### Explore the material
A. In the orchid text, whom does the specific epithet timothyi honor?
B. Please write out the stretch of the orchid text from "Pterostylis timothyi, commonly" through "erect lateral sepals.", keeping every word unchanged.

### Study text

=== Section Start ===

Pterostylis timothyi, commonly known as the brittle snail orchid or fawn snail orchid is a species of orchid which is endemic to the south-west of Western Australia. It has a rosette of leaves at its base, and when flowering, a single green, fawn and white with erect lateral sepals.

==Description==
Pterostylis timothyi is a terrestrial, perennial, deciduous, herb with an underground tuber and a rosette of bright green, pointed leaves 5-11 mm long and 4-6 mm wide with prominent veins. A single bright green, fawn and white flower, 11-13 mm long and 3-4 mm wide is borne on a stalk 60-130 mm high. The dorsal sepal and petals are fused, forming a hood or "galea" over the column, the sepal and petals with a sharp point on the end. The lateral sepals are erect, in close contact with the galea and have thread-like tips 12-18 mm long. The sinus between the lateral sepals has a small notch in the centre a brownish central area. The labellum is 3-4 mm long, about 2 mm wide and hidden inside the flower. Flowering occurs in July and August.

==Taxonomy and naming==
The brittle snail orchid was first formally described in 2006 by David Jones who gave it the name Linguella timothyi. The description was published in Australian Orchid Research from a specimen collected near Jerramungup. In 2010 Jasmine Janes and Marco Duretto changed the name to Pterostylis timothyi. The specific epithet (timothyi) honours Timothy Jones, the son of the author of this species.

==Distribution and habitat==
The brittle snail orchid grows in woodland and heath between Hyden and Israelite Bay in the Avon Wheatbelt, Esperance Plains, Jarrah Forest and Mallee biogeographic regions.

==Conservation status==
This species is classified as "not threatened" by the Government of Western Australia Department of Parks and Wildlife.

=== Section End ===

### Data extracts

=== Section Start ===

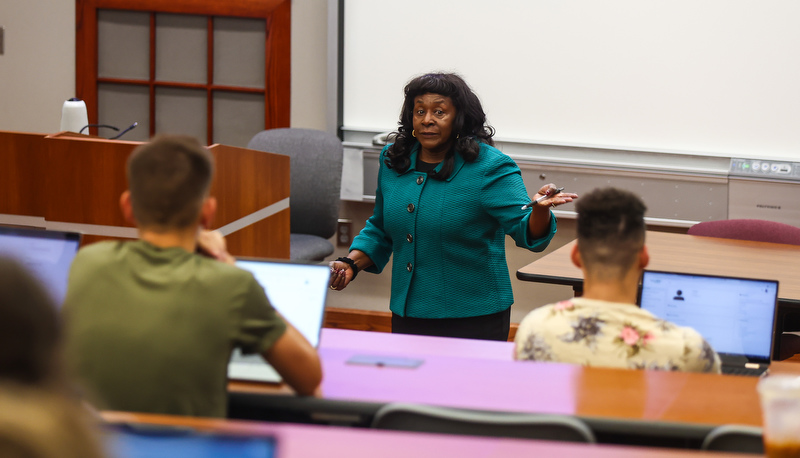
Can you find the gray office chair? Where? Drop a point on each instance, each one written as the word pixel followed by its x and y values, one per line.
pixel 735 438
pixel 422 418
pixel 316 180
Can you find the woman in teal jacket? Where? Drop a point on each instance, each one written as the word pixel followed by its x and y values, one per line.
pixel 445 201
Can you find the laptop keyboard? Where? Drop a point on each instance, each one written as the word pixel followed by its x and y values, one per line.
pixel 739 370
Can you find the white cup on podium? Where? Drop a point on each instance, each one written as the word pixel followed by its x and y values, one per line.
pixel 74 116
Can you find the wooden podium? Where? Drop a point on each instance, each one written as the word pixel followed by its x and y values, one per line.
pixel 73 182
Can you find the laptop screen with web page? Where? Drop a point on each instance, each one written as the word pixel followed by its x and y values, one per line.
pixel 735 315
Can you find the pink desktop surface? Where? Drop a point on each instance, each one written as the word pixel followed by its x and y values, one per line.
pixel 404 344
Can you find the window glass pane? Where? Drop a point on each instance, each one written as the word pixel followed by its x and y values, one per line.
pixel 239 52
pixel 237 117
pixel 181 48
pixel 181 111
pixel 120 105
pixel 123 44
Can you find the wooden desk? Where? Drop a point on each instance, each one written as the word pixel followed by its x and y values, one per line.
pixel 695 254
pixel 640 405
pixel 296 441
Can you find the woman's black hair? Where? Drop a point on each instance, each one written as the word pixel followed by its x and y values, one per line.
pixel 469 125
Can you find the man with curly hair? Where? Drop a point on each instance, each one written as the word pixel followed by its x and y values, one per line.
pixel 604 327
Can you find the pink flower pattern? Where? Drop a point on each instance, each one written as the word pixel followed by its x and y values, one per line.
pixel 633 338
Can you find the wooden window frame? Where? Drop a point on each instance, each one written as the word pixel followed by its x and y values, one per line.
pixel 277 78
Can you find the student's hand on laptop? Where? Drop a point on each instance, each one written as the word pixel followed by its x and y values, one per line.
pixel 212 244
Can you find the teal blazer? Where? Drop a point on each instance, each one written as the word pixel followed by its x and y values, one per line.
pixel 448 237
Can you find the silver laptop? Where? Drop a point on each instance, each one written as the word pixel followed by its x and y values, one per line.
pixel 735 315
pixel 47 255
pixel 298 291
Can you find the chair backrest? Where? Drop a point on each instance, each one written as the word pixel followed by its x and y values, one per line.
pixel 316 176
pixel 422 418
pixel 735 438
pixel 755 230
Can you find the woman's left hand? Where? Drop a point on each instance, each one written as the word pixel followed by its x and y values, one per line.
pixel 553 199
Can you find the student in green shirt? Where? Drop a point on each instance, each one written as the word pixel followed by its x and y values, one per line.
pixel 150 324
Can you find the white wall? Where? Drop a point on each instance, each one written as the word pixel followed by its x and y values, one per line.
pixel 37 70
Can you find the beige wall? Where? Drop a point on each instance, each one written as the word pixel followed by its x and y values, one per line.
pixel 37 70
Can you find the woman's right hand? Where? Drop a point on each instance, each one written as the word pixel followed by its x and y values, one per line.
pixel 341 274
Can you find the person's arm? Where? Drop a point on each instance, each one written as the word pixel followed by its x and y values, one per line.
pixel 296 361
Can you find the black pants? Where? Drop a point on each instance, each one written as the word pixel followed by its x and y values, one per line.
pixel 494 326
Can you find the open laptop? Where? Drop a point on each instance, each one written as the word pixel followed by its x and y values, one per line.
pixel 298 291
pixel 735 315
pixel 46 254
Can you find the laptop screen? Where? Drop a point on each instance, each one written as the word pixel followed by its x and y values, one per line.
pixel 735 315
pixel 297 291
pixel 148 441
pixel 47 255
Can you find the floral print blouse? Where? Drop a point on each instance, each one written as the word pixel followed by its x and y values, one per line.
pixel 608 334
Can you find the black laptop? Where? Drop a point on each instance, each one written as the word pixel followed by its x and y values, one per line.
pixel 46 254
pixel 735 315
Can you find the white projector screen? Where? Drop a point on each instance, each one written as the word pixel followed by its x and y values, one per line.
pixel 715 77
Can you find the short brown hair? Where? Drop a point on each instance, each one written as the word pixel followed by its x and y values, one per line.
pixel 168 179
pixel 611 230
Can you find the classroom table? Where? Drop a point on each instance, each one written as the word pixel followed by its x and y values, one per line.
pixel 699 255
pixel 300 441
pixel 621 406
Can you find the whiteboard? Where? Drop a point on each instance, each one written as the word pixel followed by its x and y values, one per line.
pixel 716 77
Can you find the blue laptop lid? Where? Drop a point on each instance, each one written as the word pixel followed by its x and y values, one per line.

=== Section End ===

### Answers below
A. Timothy Jones, the son of the author of this species.

B.
Pterostylis timothyi, commonly known as the brittle snail orchid or fawn snail orchid is a species of orchid which is endemic to the south-west of Western Australia. It has a rosette of leaves at its base, and when flowering, a single green, fawn and white with erect lateral sepals.